• Tâches et exercices:
1: Résumez l'entretien en deux phrases, s'il vous plaît.
2: Selon l'entretien, sur quelle antenne Dominique Strauss-Kahn s'est-il exprimé le 10 septembre 2004 ?
3: D'après l'entretien, pourquoi Jacques Chirac ne peut-il pas répondre seul aux conditions posées par Laurent Fabius ? Répondez en une ou deux phrases.

• Source:
Traité constitutionnel
Le débat ne doit pas être pollué par des questions de personne

Dominique Strauss-Kahn
Entretien avec Dominique Strauss-Kahn, député du Val-d'Oise, sur l'antenne de France Inter le 10 septembre 2004
Propos recueillis par Stéphane Paoli


 

Quel est donc le sens politique de ces convictions posées par Laurent Fabius au président de la République ? Jacques Chirac ne peut seul y répondre puisque ce qui touche à l’économie de l’Union européenne demande, en tout cas pour être modifié, l’accord des 25 membres de l’Union. Laurent Fabius exige une réforme du pacte de stabilité, un budget amplifié pour la recherche et la formation, une harmonisation fiscale, un cadre pour des services publics garantis, le non sauf si de Laurent Fabius est-il un non tout court, pas tout à fait prononcé ? Invité de “ Question directe ”, Dominique Strauss-Kahn, député socialiste du Val d’Oise, ancien ministre de l’Economie et des Finances, bonjour. Quelle est votre lecture de ce que nous avons tous entendu hier soir ?
J'ai trouvé cette intervention pour le moins contradictoire. Qu'est-ce qu'il nous a dit ? Laurent Fabius nous dit qu'il y a des progrès dans ce texte de Constitution, et c'est vrai. Mais il nous dit aussi qu'il y a des critiques, et il fait porter ces critiques sur principalement, presque exclusivement, les règles d'unanimité, le fait qu'il faut l'unanimité pour avancer. Je remarque au passage que ce n'est pas nouveau cette histoire. Cela nous gêne depuis longtemps, les règles d'unanimité ; c'est vrai que cela gêne. Ce qui me semble contradictoire, c'est que les conditions que par ailleurs il demande, n'ont rien à voir avec le Traité et rien à voir avec sa critique qu'il formule contre ce problème d'unanimité. Ce sont des conditions sur la politique économique et sociale. S'il nous avait dit " l'unanimité est insupportable, et si cela ne change pas, je voterai non ", je trouverais qu'il y a un lien. Là, je ne vois pas le lien.

Quand on a été Premier ministre de la République et qu’on pose des conditions à un chef d’Etat, mais qu’on sait parfaitement que le chef d’Etat ne peut y répondre puisque ces conditions exigent l’unanimité des 25. Qu’est-ce qu’on fait ? Pourquoi fait-on ça ?

• Matériel fourni:
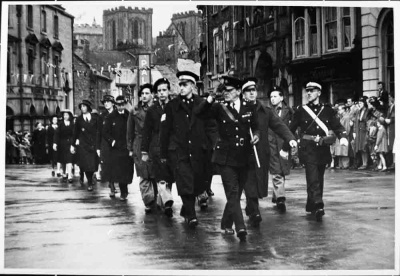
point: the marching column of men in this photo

• Corrigé des exercices:
1: Laurent Fabius pose au président de la République des conditions : une réforme du pacte de stabilité, un budget amplifié pour la recherche et la formation, une harmonisation fiscale et un cadre pour des services publics garantis. Dominique Strauss-Kahn juge cette intervention contradictoire, car Laurent Fabius critique surtout les règles d'unanimité du texte de Constitution, alors que ses conditions portent sur la politique économique et sociale et n'ont rien à voir avec le Traité.

2: Sur l'antenne de France Inter.

3: Jacques Chirac ne peut pas y répondre seul, car toute modification de ce qui touche à l'économie de l'Union européenne demande l'accord des 25 membres de l'Union.